_PASSAGE PROVIDED_:
| Thai PM Paetongtarn Shinawatra (Credit: Facebook posting) |
Leaked Phone Call
Thailand’s Shinawatra political dynasty faces its gravest crisis yet as Prime Minister Paetongtarn finds herself trapped in a political firestorm that threatens to end her family’s decade-long dominance in Thai politics.
At 38, the inexperienced leader has become the centre of a scandal that exposes not only her political naivety but also the fragile foundations upon which her administration rests.
The crisis erupted when a private phone conversation between Paetongtarn and Cambodian strongman Hun Sen was leaked on social media platforms. In the recording, the Thai prime minister referred to her own military commanders as “opponents” and dismissed the Thai regional commander responsible for northeastern security as someone who “just wanted to look tough”.
She also addressed Hun Sen as “uncle”, a term of endearment that reflects the long-standing friendship between the Shinawatra and Hun families.
What Paetongtarn characterised as a “negotiation tactic” has been condemned by critics as a betrayal of national security and dignity. The leaked conversation has triggered mass protests demanding her resignation and thrown her government into chaos, threatening the fragile coalition that brought her Pheu Thai Party to power.
The phone call centred on resolving escalating tensions along the Thai-Cambodian border, specifically around the disputed Emerald Triangle where Thailand, Cambodia and Laos converge.
The standoff intensified after several provocative incidents: 1) a Thai-built friendship pavilion was burnt down in March 2025; 2) Cambodian forces dug trenches that Thai officials claimed extended 200 metres into the Thai territory and; 3) the shooting incident on 28 May 2025 that resulted in the death of a Cambodian soldier, with both sides claiming self-defence.

_EXTRACTED MATERIAL_:
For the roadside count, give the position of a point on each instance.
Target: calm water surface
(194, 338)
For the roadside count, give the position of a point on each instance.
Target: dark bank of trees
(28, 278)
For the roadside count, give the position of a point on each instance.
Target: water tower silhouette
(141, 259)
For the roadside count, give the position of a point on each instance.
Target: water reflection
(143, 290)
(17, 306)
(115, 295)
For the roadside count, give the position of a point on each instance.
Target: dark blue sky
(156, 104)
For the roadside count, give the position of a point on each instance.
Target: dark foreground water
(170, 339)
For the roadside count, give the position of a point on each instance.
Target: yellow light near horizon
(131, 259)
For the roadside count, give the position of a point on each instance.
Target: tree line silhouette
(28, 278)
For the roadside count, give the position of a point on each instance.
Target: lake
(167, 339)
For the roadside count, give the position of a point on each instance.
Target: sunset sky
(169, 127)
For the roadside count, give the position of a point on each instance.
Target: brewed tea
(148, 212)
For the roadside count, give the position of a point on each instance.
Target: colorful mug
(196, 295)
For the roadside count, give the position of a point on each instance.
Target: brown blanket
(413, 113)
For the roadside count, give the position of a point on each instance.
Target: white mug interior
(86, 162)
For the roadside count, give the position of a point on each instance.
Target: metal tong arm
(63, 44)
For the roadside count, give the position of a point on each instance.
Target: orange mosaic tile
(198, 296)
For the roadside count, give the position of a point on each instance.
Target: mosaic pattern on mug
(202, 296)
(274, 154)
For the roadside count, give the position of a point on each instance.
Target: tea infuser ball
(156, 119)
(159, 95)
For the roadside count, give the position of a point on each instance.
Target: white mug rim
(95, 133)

_PROBLEM SET_:
1) Please reproduce the whole article on the leaked phone call word for word.
2) Write out all the records again, swapping "roadside count" for "street survey" and leaving everything else in them unchanged.

_SOLUTIONS TO THE TASKS_:
1)
| Thai PM Paetongtarn Shinawatra (Credit: Facebook posting) |
Leaked Phone Call
Thailand’s Shinawatra political dynasty faces its gravest crisis yet as Prime Minister Paetongtarn finds herself trapped in a political firestorm that threatens to end her family’s decade-long dominance in Thai politics.
At 38, the inexperienced leader has become the centre of a scandal that exposes not only her political naivety but also the fragile foundations upon which her administration rests.
The crisis erupted when a private phone conversation between Paetongtarn and Cambodian strongman Hun Sen was leaked on social media platforms. In the recording, the Thai prime minister referred to her own military commanders as “opponents” and dismissed the Thai regional commander responsible for northeastern security as someone who “just wanted to look tough”.
She also addressed Hun Sen as “uncle”, a term of endearment that reflects the long-standing friendship between the Shinawatra and Hun families.
What Paetongtarn characterised as a “negotiation tactic” has been condemned by critics as a betrayal of national security and dignity. The leaked conversation has triggered mass protests demanding her resignation and thrown her government into chaos, threatening the fragile coalition that brought her Pheu Thai Party to power.
The phone call centred on resolving escalating tensions along the Thai-Cambodian border, specifically around the disputed Emerald Triangle where Thailand, Cambodia and Laos converge.
The standoff intensified after several provocative incidents: 1) a Thai-built friendship pavilion was burnt down in March 2025; 2) Cambodian forces dug trenches that Thai officials claimed extended 200 metres into the Thai territory and; 3) the shooting incident on 28 May 2025 that resulted in the death of a Cambodian soldier, with both sides claiming self-defence.

2)
For the street survey, give the position of a point on each instance.
Target: calm water surface
(194, 338)
For the street survey, give the position of a point on each instance.
Target: dark bank of trees
(28, 278)
For the street survey, give the position of a point on each instance.
Target: water tower silhouette
(141, 259)
For the street survey, give the position of a point on each instance.
Target: water reflection
(143, 290)
(17, 306)
(115, 295)
For the street survey, give the position of a point on each instance.
Target: dark blue sky
(156, 104)
For the street survey, give the position of a point on each instance.
Target: dark foreground water
(170, 339)
For the street survey, give the position of a point on each instance.
Target: yellow light near horizon
(131, 259)
For the street survey, give the position of a point on each instance.
Target: tree line silhouette
(28, 278)
For the street survey, give the position of a point on each instance.
Target: lake
(167, 339)
For the street survey, give the position of a point on each instance.
Target: sunset sky
(169, 127)
For the street survey, give the position of a point on each instance.
Target: brewed tea
(148, 212)
For the street survey, give the position of a point on each instance.
Target: colorful mug
(196, 295)
For the street survey, give the position of a point on each instance.
Target: brown blanket
(413, 113)
For the street survey, give the position of a point on each instance.
Target: white mug interior
(86, 162)
For the street survey, give the position of a point on each instance.
Target: metal tong arm
(63, 44)
For the street survey, give the position of a point on each instance.
Target: orange mosaic tile
(198, 296)
For the street survey, give the position of a point on each instance.
Target: mosaic pattern on mug
(202, 296)
(274, 154)
For the street survey, give the position of a point on each instance.
Target: tea infuser ball
(156, 119)
(159, 95)
For the street survey, give the position of a point on each instance.
Target: white mug rim
(95, 133)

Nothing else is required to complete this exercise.